• **Work to do**: Count the lines in the items below that contain the string "banner", matching case exactly, and reply with only that number.

(Location identification entries)
+ + +

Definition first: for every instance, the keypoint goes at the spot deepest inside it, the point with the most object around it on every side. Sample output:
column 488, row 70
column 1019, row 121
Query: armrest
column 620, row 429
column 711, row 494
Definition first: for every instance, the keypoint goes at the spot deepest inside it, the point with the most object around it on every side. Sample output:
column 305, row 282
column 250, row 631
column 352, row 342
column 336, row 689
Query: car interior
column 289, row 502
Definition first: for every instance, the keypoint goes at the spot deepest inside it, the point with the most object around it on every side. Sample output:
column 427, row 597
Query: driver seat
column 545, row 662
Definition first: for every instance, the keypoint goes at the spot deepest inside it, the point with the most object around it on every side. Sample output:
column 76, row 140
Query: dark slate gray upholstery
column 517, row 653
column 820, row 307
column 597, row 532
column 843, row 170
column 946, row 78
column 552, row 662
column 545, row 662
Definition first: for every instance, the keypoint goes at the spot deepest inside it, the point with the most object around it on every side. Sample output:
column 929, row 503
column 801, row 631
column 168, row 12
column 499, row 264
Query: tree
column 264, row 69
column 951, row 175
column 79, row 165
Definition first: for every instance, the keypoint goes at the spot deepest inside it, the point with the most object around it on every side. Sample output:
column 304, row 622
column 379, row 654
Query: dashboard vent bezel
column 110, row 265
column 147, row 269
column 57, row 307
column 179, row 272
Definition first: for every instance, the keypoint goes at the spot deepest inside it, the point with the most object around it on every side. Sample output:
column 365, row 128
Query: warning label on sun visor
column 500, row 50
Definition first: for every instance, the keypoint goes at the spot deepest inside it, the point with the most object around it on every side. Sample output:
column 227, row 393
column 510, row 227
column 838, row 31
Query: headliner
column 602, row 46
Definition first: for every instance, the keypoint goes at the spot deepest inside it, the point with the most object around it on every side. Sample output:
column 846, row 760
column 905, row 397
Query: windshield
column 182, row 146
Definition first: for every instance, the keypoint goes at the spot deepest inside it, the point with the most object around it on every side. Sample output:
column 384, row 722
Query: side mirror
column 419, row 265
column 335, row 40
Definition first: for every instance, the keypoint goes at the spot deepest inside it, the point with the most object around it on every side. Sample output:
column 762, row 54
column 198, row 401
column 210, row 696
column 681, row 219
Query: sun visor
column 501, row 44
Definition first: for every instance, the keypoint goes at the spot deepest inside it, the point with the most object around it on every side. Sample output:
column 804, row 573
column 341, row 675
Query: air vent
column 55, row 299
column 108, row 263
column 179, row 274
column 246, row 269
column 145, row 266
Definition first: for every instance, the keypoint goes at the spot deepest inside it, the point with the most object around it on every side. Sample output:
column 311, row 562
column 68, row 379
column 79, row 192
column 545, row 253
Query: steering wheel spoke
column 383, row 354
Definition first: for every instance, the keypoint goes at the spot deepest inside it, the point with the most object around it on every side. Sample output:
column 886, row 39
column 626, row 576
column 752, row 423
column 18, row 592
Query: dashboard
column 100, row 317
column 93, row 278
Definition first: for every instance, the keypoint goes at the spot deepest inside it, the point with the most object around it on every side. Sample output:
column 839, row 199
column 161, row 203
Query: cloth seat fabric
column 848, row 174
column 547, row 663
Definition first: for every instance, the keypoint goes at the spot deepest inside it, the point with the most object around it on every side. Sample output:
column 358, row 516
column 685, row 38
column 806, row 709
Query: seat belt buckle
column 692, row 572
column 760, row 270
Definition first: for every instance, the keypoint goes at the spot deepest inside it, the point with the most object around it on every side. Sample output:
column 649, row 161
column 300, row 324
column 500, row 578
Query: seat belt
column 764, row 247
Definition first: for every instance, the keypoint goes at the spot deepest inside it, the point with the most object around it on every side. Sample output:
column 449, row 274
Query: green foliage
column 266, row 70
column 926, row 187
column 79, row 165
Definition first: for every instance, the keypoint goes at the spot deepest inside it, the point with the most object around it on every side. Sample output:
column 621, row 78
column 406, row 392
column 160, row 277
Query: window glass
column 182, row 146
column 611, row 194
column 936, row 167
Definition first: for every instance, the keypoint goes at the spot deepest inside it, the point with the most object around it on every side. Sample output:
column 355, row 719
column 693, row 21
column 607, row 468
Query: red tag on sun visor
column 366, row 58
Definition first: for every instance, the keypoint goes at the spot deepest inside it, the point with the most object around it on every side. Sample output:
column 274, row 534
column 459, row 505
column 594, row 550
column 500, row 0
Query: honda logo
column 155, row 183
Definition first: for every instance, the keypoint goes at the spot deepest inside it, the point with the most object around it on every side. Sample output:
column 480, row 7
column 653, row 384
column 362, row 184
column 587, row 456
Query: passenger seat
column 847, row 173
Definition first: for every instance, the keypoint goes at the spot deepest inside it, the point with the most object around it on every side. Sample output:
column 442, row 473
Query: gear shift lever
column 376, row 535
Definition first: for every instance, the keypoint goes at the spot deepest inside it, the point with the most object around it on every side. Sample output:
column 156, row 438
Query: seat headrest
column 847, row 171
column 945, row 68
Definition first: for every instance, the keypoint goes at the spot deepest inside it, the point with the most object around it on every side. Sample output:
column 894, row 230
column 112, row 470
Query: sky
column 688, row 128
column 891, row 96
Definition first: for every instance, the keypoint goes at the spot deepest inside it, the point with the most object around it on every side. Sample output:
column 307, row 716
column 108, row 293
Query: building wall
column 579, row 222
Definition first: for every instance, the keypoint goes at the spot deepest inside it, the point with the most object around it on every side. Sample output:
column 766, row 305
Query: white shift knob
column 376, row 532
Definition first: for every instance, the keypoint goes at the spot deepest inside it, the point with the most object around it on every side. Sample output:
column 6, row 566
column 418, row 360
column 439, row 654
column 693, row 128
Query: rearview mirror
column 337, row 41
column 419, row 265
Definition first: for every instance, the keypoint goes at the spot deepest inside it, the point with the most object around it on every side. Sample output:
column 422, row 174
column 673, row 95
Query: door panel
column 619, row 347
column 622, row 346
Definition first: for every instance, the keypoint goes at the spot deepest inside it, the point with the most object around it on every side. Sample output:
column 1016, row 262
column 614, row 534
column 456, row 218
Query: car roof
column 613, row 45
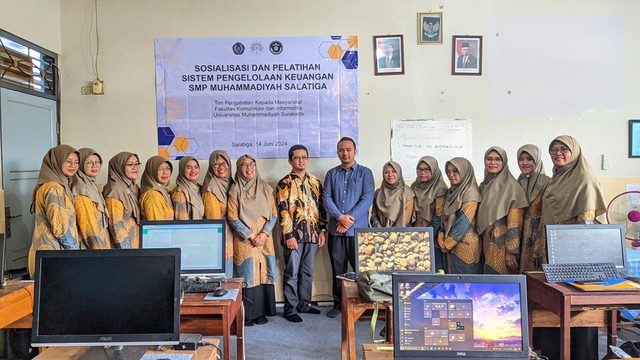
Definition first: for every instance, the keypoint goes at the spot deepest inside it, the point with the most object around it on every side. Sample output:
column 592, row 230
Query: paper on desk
column 166, row 356
column 231, row 295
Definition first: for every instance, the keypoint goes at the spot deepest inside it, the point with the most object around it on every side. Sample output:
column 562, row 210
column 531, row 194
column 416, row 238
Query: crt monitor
column 574, row 244
column 395, row 249
column 106, row 297
column 202, row 243
column 460, row 316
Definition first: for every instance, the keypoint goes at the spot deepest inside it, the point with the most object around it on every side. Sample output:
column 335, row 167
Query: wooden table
column 377, row 352
column 16, row 304
column 215, row 318
column 353, row 306
column 575, row 308
column 72, row 353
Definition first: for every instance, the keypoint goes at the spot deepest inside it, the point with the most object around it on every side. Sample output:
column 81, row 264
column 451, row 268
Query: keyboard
column 198, row 287
column 588, row 271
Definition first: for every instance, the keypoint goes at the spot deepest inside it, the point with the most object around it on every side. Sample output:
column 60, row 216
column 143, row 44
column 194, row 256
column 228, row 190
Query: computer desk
column 73, row 352
column 215, row 318
column 16, row 304
column 575, row 308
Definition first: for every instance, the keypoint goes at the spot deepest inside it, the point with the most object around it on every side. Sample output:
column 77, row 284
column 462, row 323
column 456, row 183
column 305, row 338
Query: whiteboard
column 442, row 139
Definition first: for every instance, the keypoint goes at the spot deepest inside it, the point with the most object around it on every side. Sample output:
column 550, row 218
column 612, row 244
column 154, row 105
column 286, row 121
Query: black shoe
column 334, row 313
column 293, row 318
column 261, row 320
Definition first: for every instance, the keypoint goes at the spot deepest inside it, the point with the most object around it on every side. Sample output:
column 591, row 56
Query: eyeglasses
column 94, row 163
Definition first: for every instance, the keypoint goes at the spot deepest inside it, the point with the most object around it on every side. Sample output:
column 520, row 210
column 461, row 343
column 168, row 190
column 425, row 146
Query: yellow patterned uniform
column 91, row 227
column 181, row 208
column 154, row 207
column 464, row 255
column 378, row 219
column 55, row 225
column 214, row 209
column 256, row 264
column 122, row 226
column 501, row 238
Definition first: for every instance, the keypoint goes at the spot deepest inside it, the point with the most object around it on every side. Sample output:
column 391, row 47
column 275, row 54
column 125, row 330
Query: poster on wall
column 442, row 139
column 256, row 96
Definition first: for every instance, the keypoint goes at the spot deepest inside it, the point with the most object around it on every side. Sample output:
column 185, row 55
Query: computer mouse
column 220, row 292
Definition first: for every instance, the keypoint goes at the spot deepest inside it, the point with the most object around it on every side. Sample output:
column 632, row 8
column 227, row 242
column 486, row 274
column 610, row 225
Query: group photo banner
column 256, row 96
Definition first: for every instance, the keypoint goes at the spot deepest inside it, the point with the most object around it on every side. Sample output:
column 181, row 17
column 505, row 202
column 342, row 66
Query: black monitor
column 202, row 243
column 106, row 297
column 576, row 244
column 460, row 316
column 395, row 249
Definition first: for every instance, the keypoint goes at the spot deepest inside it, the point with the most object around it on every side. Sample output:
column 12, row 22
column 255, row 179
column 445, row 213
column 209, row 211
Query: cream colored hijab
column 428, row 191
column 150, row 179
column 501, row 192
column 254, row 196
column 120, row 187
column 191, row 189
column 573, row 189
column 466, row 190
column 212, row 183
column 391, row 199
column 533, row 182
column 85, row 185
column 51, row 170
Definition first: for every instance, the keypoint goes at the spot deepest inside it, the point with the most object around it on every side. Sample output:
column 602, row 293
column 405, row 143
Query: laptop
column 460, row 316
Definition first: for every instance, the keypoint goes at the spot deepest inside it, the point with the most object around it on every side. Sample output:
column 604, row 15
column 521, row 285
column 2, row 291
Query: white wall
column 125, row 118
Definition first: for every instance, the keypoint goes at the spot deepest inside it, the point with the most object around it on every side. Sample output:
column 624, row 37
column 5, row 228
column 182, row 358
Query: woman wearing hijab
column 52, row 204
column 532, row 179
column 430, row 191
column 500, row 214
column 155, row 202
column 91, row 210
column 252, row 213
column 186, row 198
column 121, row 197
column 393, row 201
column 458, row 237
column 215, row 189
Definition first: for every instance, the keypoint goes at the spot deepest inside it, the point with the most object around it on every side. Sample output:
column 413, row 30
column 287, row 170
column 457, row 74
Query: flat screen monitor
column 575, row 244
column 202, row 243
column 460, row 316
column 106, row 297
column 396, row 249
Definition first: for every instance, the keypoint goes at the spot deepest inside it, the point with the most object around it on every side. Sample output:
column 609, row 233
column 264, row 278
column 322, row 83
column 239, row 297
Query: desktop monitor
column 460, row 316
column 202, row 243
column 575, row 244
column 395, row 249
column 106, row 297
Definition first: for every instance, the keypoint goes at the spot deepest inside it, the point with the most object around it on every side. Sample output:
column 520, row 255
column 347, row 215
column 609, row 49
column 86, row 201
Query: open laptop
column 460, row 316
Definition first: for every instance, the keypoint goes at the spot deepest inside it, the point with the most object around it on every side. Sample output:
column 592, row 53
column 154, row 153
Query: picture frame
column 430, row 28
column 388, row 54
column 634, row 138
column 466, row 56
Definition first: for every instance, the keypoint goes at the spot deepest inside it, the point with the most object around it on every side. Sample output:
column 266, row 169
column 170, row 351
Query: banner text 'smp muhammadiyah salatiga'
column 256, row 96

+ + +

• **Reply**: 2